Reproduce the data, keeping every word exactly as it is.

##########

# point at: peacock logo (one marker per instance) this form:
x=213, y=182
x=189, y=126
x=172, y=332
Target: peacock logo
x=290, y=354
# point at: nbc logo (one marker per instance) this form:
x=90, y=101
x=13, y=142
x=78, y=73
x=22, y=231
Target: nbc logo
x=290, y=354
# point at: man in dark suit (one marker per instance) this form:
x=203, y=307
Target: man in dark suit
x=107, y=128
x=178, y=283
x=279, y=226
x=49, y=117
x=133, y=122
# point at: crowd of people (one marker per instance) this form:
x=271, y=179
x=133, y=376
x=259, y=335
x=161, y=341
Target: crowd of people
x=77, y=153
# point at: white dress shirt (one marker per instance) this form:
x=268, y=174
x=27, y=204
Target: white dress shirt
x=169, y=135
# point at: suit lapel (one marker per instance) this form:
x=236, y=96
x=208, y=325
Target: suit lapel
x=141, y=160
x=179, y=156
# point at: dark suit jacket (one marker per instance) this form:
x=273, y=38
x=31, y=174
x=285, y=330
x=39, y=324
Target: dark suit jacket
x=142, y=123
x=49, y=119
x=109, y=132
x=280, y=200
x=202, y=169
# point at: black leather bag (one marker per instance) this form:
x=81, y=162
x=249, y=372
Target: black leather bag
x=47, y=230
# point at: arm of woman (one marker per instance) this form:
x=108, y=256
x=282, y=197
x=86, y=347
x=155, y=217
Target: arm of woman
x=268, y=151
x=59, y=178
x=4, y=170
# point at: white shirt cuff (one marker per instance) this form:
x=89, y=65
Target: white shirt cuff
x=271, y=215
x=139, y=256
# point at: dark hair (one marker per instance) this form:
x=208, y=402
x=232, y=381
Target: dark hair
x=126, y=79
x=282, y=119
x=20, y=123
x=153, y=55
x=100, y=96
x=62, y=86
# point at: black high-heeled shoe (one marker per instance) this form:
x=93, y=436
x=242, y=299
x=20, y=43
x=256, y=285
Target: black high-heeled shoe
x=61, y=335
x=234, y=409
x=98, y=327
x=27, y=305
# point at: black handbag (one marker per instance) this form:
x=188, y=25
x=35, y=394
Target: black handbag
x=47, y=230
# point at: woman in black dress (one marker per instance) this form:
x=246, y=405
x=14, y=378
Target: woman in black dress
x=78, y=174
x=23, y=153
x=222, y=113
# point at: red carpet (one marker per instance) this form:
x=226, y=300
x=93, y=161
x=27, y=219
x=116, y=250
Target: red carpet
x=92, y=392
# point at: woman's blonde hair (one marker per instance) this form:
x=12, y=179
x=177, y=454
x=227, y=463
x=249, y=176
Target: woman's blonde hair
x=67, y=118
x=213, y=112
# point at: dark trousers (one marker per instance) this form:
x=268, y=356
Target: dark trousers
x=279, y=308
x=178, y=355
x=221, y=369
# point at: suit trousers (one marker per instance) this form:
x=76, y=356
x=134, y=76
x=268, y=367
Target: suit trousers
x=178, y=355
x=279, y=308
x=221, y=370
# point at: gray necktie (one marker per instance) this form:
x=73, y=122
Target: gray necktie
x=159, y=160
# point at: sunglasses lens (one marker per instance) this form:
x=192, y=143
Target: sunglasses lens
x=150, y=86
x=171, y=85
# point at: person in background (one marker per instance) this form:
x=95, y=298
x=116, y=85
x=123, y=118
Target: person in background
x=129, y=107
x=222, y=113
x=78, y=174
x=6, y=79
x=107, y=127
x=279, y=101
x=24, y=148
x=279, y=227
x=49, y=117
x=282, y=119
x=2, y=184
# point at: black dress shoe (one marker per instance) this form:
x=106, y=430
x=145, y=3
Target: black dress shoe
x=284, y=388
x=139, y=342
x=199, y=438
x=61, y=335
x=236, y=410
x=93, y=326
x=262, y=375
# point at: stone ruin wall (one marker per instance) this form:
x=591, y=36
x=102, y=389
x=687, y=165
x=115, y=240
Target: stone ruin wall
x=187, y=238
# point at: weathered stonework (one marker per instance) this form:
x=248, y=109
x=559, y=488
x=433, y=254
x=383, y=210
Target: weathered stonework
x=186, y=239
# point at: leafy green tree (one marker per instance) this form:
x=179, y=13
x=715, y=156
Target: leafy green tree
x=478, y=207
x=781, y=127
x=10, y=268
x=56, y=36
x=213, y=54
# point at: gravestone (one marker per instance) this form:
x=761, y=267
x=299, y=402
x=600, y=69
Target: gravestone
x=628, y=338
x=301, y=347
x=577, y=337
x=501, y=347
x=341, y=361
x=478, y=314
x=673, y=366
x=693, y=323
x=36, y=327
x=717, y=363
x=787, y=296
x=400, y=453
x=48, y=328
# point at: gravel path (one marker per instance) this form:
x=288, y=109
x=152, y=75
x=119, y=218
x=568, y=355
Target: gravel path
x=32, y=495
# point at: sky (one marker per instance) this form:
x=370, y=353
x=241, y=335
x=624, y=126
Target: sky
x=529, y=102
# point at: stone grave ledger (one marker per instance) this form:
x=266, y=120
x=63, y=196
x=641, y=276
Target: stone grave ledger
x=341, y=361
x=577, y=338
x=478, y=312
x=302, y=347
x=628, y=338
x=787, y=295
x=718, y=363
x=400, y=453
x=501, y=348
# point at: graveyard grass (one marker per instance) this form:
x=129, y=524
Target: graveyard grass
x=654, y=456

##########

◆ Exercise output:
# point at: peacock logo (one marker per instance) this form:
x=213, y=182
x=189, y=126
x=172, y=332
Target: peacock logo
x=290, y=354
# point at: nbc logo (one marker per instance) this form:
x=90, y=101
x=13, y=142
x=78, y=73
x=22, y=231
Target: nbc logo
x=290, y=354
# point at: man in dark suit (one marker per instance) this form:
x=203, y=307
Target: man in dark suit
x=107, y=128
x=178, y=283
x=279, y=226
x=49, y=117
x=133, y=122
# point at: crowd of people (one marker per instance) this form:
x=271, y=179
x=133, y=376
x=259, y=335
x=161, y=341
Target: crowd of people
x=77, y=153
# point at: white dress shirt (one marker per instance) this form:
x=268, y=174
x=27, y=204
Target: white dress shirt
x=169, y=135
# point at: suit lapel (one marker per instance) this form:
x=236, y=96
x=208, y=325
Target: suit lapel
x=141, y=160
x=179, y=156
# point at: dark suit jacket (one marker per instance) this form:
x=273, y=38
x=31, y=174
x=285, y=330
x=39, y=324
Target: dark suit jacket
x=142, y=123
x=49, y=119
x=109, y=132
x=280, y=200
x=202, y=169
# point at: black leather bag (one marker per instance) this form:
x=81, y=162
x=249, y=372
Target: black leather bag
x=47, y=230
# point at: arm of woman (one marker per instance) this form:
x=108, y=256
x=282, y=197
x=86, y=347
x=155, y=217
Target: arm of woman
x=268, y=151
x=59, y=178
x=4, y=170
# point at: white shirt cuff (one marker per instance) this form:
x=89, y=65
Target: white shirt cuff
x=271, y=215
x=139, y=256
# point at: dark hair (one marker per instance) this form:
x=208, y=402
x=232, y=381
Target: dark hair
x=126, y=79
x=282, y=119
x=20, y=123
x=153, y=55
x=100, y=96
x=62, y=86
# point at: black high-heeled shoe (one marker per instance) this form:
x=93, y=436
x=242, y=299
x=20, y=43
x=256, y=285
Target: black high-heeled shoe
x=61, y=335
x=234, y=409
x=98, y=327
x=27, y=305
# point at: black handbag (one marker per instance) this form:
x=188, y=25
x=35, y=394
Target: black handbag
x=47, y=230
# point at: woman in black dress (one marker per instance) this form:
x=246, y=405
x=14, y=378
Target: woman in black dress
x=78, y=174
x=23, y=153
x=222, y=113
# point at: red carpet (one marker per instance) this form:
x=226, y=300
x=93, y=161
x=27, y=219
x=116, y=250
Target: red carpet
x=92, y=392
# point at: woman's blonde hair (one marker per instance) this form:
x=12, y=179
x=177, y=454
x=227, y=463
x=249, y=176
Target: woman's blonde hair
x=67, y=118
x=213, y=112
# point at: dark trousers (one marker per instance) this form:
x=268, y=356
Target: dark trousers
x=279, y=308
x=178, y=355
x=221, y=369
# point at: suit trousers (one marker per instance) this form:
x=76, y=356
x=134, y=76
x=268, y=367
Target: suit trousers
x=178, y=355
x=279, y=308
x=221, y=370
# point at: gray necktie (one marker per instance) this form:
x=73, y=122
Target: gray necktie
x=159, y=160
# point at: sunglasses lens (one marker per instance) this form:
x=192, y=143
Target: sunglasses lens
x=150, y=86
x=171, y=85
# point at: person in background (one marker per instance) this form:
x=95, y=298
x=116, y=85
x=123, y=118
Target: person in background
x=129, y=107
x=222, y=113
x=78, y=174
x=6, y=79
x=107, y=127
x=279, y=101
x=24, y=148
x=279, y=227
x=49, y=117
x=282, y=119
x=2, y=184
# point at: black dress shoe (one marker per instance) this form:
x=106, y=430
x=145, y=3
Target: black dress shoe
x=284, y=388
x=139, y=342
x=199, y=438
x=61, y=335
x=236, y=410
x=93, y=326
x=262, y=375
# point at: stone ruin wall (one marker per instance) this form:
x=591, y=36
x=102, y=389
x=687, y=165
x=115, y=240
Target: stone ruin wall
x=187, y=238
# point at: weathered stonework (one marker per instance) this form:
x=248, y=109
x=559, y=488
x=433, y=254
x=383, y=210
Target: weathered stonework
x=186, y=239
# point at: leafy green tree (one marker per instance) this form:
x=179, y=13
x=715, y=156
Target: leafy green tree
x=478, y=207
x=781, y=127
x=10, y=268
x=56, y=36
x=213, y=54
# point at: gravestone (one marker per instance) this form:
x=761, y=267
x=299, y=402
x=600, y=69
Target: gravestone
x=628, y=338
x=301, y=347
x=577, y=337
x=501, y=347
x=341, y=361
x=478, y=314
x=673, y=366
x=693, y=323
x=36, y=327
x=717, y=363
x=787, y=296
x=400, y=453
x=48, y=328
# point at: gravel path (one marker per instance) this form:
x=288, y=109
x=152, y=75
x=119, y=218
x=568, y=355
Target: gravel path
x=32, y=495
# point at: sky (one marker per instance) this form:
x=370, y=353
x=241, y=335
x=624, y=126
Target: sky
x=529, y=102
# point at: stone grave ledger (one marker per instance) this form:
x=266, y=120
x=63, y=196
x=641, y=276
Target: stone grave ledger
x=341, y=361
x=577, y=338
x=478, y=312
x=302, y=347
x=628, y=338
x=787, y=295
x=718, y=363
x=400, y=453
x=501, y=348
# point at: graveyard grass (one marker per instance) this form:
x=129, y=524
Target: graveyard grass
x=654, y=456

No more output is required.